Ruben and Bruce purchased a home in Pacific Palisades that they called Wildtree. Ruben directed his wife in only one picture, the 1937 MGM western The Bad Man of Brimstone (aka Arizona Bill). Bruce co-starred with Wallace and Noah Beery, Dennis O’Keeffe, and Bruce Cabot. The latter was a first cousin of noted California Arabian horse breeder Frederic E. Lewis II, who established Diamond Bar Ranch.
Bruce credited the 1939 MGM film Let Freedom Ring with helping her get over her fear of horseback riding, which stemmed from a fall she’d taken many years earlier. Around this time, Bruce and Ruben purchased some racehorses for their Wildtree Stable. These included Big Ed (*Bright Knight – Codetta, by The Porter), who racked up some victories at Santa Anita as well as at Agua Caliente, and the non-winner Eternal Lady (Okapi – Rose Penn, by Upset). Bruce bred Eternal Lady to Morvich, the 1922 Kentucky Derby winner, and got Lady Morvich, who broke her maiden at Del Mar, paying $214 to win.
Bruce’s best-known racer was a half-sister to Lady Morvich. This was the bay filly Lady Bruce (*Sierra Nevada – Eternal Lady, by Okapi), a homebred she owned in partnership with director John Huston and his wife, actress Evelyn Keyes.
According to Keyes’s memoir, Scarlett O’Hara’s Younger Sister, when Lady Bruce made her racing debut, Huston, an inveterate gambler, instructed his wife to wager $1,000 on the filly, but to first ask their trainer whether to bet it all to win, or to bet across the board. The trainer indicated the latter. When Keyes told her husband that Lady Bruce had won, paying $26 to win, he was elated—until she told him how’d she placed the bet. He hung up on her and didn’t come home that night.

## Record excerpts:
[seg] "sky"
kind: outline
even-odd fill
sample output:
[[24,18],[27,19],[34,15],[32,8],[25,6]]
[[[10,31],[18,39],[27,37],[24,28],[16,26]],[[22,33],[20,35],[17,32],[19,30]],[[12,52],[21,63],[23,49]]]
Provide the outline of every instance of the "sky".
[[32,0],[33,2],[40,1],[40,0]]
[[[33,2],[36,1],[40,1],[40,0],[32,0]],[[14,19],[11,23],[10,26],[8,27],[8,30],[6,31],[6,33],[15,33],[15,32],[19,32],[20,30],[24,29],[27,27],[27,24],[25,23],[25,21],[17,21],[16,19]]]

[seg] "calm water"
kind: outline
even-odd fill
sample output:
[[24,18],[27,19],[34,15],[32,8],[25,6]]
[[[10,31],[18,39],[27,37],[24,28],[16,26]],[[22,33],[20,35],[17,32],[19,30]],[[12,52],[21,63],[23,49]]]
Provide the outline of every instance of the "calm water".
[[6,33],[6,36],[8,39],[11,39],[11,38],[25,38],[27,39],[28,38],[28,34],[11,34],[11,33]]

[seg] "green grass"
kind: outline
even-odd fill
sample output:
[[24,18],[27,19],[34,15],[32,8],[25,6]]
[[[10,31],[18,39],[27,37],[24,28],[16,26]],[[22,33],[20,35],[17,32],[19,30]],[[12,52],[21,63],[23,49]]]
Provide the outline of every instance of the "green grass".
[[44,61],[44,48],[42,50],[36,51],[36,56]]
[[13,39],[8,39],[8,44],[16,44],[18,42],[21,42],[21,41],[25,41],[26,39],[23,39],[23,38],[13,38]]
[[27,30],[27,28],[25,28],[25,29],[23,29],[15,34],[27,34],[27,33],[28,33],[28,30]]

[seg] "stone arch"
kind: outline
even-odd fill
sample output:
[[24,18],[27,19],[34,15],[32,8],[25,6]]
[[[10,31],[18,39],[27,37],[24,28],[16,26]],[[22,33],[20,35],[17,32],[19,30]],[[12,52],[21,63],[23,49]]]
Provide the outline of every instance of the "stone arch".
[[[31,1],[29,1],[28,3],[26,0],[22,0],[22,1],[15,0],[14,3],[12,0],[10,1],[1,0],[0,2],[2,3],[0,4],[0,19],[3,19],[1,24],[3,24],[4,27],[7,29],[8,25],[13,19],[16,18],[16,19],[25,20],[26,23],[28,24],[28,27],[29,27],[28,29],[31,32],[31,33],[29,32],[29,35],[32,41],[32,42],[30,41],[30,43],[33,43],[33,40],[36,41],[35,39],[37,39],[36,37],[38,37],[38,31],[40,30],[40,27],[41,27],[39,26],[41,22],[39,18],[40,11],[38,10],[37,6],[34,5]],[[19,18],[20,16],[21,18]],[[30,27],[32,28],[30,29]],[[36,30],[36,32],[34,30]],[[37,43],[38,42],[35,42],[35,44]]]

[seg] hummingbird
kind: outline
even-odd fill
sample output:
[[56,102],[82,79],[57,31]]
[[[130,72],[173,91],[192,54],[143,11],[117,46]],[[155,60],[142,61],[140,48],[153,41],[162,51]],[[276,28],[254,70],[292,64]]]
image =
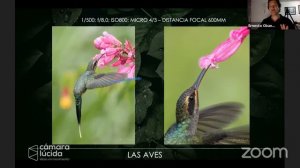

## Prompt:
Please extend the passage about Bruce and her racehorses, picking up after its final sentence.

## Response:
Lady Bruce’s biggest claim to fame was beating the stakes winner Speculation, a well-bred son of *Mahmoud, in an allowance race at Hollywood Park.
Bruce appeared briefly, along with fellow racehorse owner Bing Crosby, in a 1938 short film about Santa Anita.
One tantalizing bit of information in O’Brien’s biography of Bruce is that the actress collected horseshoes that had been worn by well-known racehorses. Unfortunately, O’Brien does not provide any of the horses’ names. Could she have possessed the shoes of, say, Seabiscuit, *Kayak II, Rosemont, or Stagehand?
The year 1940 saw the release of Invisible Woman, with Bruce in the starring role. Her co-stars included John Barrymore and John Howard. The third film in the Invisible franchise, it garnered mainly favorable reviews and grossed $600,000. The film proved controversial at the time because, although Bruce’s character was invisible, she was also nude. One recent reviewer, critic Glenn Erickson, observed that Invisible Woman was “one of the few vehicles to make use of [her] talent.”